Fragmento proporcionado =>
———
Es innegable que este oscurecimiento esté inserto en el cuadro de la globalización, pero es también irrebatible que el dominio capitalista que la induce no tiene nada de objetivo y separado del choque de intereses y de ideas en la sociedad. Ahora, esta presunta objetividad está siendo introyectada por las izquierdas históricas, abatiendo hasta los residuos de las socialdemocracias, por lo que nuestro centroizquierda, la oposición francesa y en Alemania la de la CDU, a pesar de que cuentan con las izquierdas «radicales» para batir al centroderecha, tienden a librarse rápido de ellas después. ¿Por qué otra cosa sino ha sido atormentada la coalición de Prodi? Prodi se hizo ilusiones de gobernar las contradicciones con razonabilidad y, vocablo preferido, equidad. Así ha actuado sobre la finanziaria, así sobre la lluvia de liberalizaciones iniciadas por Bersani, que sólo golpeaban directamente nichos corporativos, y así hasta ahora ha aplazado el tema jubilaciones no obstante los estrépitos de la Comisión o los bien educados pero precisos mandamientos del gobernador Draghi.
Pero estos se desencuadernaron rápido. Primero se hizo presente el choque sobre la política exterior. El gobierno ha tenido fe en el retiro de Irak, pero en cuanto al resto privilegia todavía la línea de un Bush en declive, en lugar de la de la nueva mayoría democrática que rige el Congreso e incluso el Senado, y apunta a un cambio de ruta en Medio Oriente. ¿No debería Italia mirar hacia ella como hacia un futuro ya iniciado? Parece en cambio que nuestro gobierno tiene el ojo fijo en una administración no sólo desastrosa sino también derrotada, que rige todavía sólo bajo las reglas de un extremismo presidencial. Así, si en el caso de Irak el centroizquierda se ha mantenido al margen, facilitado por el hecho de haber sido una guerra decidida unilateralmente, no pudo desenredarse de Afganistán (que por otro lado en el programa de la Unión no había sido ni siquiera considerado) y donde el conflicto se hace cada vez más incandescente.
Si en este punto se encuentra una mediación (la famosa «discontinuidad») ésta no basta para hacer una política exterior. Si en Irak y en Afganistán la prioridad italiana es salvar las vidas italianas, es bastante poco para sostener que tenemos una posición fuerte sobre la tragedia que, por otra parte, hemos contribuido a crear.
———
Datos mostrados =>
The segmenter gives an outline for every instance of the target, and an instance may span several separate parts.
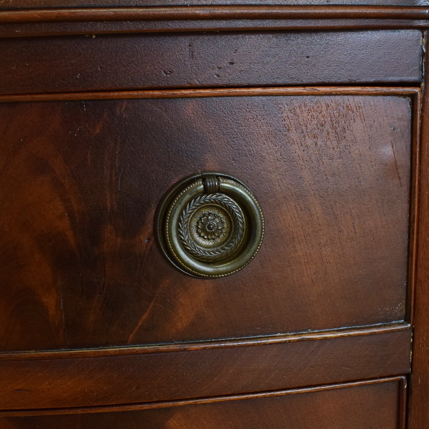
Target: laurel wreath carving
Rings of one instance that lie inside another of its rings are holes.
———
Solicitud 1 =>
Según el fragmento sobre la coalición de Prodi, ¿qué le facilitó al centroizquierda mantenerse al margen en el caso de Irak? Responde en una o dos oraciones.
Solicitud 2 =>
Transcribe sin cambios el pasaje del fragmento sobre la coalición de Prodi que empieza con "Si en este punto" y sigue hasta "contribuido a crear.".

Respuesta correcta 1 =>
Le resultó más fácil porque la de Irak había sido una guerra decidida unilateralmente.

Respuesta correcta 2 =>
Si en este punto se encuentra una mediación (la famosa «discontinuidad») ésta no basta para hacer una política exterior. Si en Irak y en Afganistán la prioridad italiana es salvar las vidas italianas, es bastante poco para sostener que tenemos una posición fuerte sobre la tragedia que, por otra parte, hemos contribuido a crear.